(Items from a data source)
========

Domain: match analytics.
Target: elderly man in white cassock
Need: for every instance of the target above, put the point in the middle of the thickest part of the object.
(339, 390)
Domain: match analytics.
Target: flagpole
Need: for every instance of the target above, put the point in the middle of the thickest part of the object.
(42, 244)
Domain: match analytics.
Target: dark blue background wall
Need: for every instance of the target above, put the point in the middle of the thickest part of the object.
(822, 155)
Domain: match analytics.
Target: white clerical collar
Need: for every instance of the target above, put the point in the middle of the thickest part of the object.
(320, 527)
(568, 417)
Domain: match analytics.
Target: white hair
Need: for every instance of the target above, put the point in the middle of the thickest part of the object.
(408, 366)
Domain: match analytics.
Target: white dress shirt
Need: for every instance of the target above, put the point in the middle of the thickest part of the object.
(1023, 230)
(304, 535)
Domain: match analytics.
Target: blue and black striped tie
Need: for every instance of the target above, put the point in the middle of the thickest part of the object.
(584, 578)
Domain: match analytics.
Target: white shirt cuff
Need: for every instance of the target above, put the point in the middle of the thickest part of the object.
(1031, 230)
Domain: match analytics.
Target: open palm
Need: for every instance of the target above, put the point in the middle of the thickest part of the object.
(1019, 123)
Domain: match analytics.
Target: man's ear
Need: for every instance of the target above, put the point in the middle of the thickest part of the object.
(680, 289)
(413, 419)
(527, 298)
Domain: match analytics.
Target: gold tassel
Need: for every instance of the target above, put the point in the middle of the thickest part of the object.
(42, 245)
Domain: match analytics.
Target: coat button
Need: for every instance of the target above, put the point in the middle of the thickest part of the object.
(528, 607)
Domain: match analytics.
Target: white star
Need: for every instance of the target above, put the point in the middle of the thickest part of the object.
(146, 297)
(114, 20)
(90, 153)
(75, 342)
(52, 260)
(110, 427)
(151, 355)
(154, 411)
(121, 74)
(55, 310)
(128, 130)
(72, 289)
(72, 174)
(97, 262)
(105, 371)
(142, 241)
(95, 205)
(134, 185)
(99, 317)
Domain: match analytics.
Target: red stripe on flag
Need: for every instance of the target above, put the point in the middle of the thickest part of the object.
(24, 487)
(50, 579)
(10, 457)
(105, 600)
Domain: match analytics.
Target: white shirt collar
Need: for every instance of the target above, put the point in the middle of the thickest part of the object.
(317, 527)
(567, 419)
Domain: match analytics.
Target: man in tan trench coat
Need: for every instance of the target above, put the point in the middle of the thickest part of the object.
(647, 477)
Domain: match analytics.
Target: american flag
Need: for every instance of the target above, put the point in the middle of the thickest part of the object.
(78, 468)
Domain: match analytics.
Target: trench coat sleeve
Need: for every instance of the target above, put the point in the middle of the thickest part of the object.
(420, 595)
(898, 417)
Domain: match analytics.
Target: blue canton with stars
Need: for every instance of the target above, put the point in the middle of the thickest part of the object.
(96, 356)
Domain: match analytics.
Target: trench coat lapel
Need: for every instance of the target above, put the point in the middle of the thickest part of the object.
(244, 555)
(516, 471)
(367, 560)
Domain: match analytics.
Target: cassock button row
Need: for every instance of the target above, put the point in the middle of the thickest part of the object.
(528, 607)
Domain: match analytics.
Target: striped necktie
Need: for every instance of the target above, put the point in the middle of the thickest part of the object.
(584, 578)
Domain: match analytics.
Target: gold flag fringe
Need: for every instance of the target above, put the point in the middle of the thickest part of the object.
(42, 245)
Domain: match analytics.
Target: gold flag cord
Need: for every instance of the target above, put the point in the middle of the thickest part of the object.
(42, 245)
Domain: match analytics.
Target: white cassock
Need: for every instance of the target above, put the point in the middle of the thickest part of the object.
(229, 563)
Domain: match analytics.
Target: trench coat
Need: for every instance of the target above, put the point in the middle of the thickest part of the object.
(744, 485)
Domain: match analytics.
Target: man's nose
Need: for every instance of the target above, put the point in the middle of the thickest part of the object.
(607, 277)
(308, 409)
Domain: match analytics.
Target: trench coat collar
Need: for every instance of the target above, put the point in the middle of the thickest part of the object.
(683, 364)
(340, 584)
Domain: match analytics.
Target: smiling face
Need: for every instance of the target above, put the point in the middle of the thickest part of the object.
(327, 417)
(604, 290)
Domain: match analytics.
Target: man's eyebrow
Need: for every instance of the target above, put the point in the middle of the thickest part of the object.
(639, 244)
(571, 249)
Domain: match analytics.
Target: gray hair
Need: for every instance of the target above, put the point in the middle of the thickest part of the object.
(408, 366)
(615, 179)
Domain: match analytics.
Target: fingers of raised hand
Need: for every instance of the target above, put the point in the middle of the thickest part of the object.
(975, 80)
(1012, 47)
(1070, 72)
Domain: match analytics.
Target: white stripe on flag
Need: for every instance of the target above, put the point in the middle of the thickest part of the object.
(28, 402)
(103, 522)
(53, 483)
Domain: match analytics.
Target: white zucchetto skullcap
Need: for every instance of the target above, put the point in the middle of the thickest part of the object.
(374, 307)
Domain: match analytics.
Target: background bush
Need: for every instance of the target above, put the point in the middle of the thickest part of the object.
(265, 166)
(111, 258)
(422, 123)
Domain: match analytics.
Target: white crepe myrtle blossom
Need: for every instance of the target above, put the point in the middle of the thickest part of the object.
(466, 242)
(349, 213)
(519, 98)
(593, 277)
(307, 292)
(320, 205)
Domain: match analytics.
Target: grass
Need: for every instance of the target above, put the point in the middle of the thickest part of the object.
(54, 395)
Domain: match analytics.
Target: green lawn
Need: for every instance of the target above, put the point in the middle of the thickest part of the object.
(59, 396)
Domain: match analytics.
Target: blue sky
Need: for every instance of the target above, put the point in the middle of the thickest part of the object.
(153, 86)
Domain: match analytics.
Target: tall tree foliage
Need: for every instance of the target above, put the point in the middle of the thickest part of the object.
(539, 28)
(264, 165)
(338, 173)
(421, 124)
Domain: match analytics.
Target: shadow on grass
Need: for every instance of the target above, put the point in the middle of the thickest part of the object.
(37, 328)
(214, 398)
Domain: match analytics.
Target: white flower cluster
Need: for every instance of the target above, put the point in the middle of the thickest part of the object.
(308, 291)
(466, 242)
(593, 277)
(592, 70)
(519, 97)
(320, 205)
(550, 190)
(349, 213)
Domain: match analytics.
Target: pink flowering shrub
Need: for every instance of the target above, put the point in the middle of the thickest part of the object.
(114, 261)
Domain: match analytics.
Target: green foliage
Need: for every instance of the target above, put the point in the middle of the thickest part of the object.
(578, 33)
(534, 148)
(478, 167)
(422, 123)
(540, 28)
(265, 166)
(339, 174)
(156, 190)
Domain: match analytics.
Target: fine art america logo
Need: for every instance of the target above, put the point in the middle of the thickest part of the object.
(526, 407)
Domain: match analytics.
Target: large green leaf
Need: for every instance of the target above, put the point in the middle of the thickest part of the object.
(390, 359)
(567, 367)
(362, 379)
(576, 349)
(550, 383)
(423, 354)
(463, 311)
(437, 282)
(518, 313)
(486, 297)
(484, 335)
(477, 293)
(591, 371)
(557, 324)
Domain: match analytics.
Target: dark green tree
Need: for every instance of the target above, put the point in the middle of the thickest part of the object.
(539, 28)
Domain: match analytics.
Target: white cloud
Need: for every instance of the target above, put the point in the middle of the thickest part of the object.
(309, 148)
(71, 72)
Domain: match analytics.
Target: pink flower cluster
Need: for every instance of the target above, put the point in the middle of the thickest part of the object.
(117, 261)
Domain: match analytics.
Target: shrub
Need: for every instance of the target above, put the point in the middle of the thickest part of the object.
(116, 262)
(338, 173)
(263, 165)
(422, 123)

========

== Prompt ==
Please copy the items word for word, starting at the first line and ending with the line containing "(1031, 230)", including both.

== Task result ==
Domain: match analytics.
Target: elderly man in white cassock
Need: for every instance of the target above, put the point in the middle of the thickest part of the object.
(339, 390)
Domain: match analytics.
Target: flagpole
Need: for every instance of the target above, put the point in the middle of the thickest part of the object.
(42, 244)
Domain: match analytics.
Target: dark blue background wall
Need: for every instance of the target above, put the point in the middle of the thickest part of the object.
(822, 155)
Domain: match analytics.
Target: white clerical collar
Need: for every instance of the target above, put the point in the middle of the thickest part of the object.
(320, 527)
(568, 417)
Domain: match analytics.
Target: white hair
Need: for every instance of the target above, put the point in the middle of the thickest part of the object.
(408, 366)
Domain: match analytics.
Target: white dress shirt
Need: for every instance of the target above, put the point in the middle of the thickest part of the object.
(1023, 230)
(304, 535)
Domain: match analytics.
Target: blue and black striped tie
Need: for every instance of the target above, put the point in the middle of the thickest part of the object.
(584, 578)
Domain: match analytics.
Target: white shirt cuff
Need: for every instance of the target above, put the point in the middle of the thickest part of the object.
(1031, 230)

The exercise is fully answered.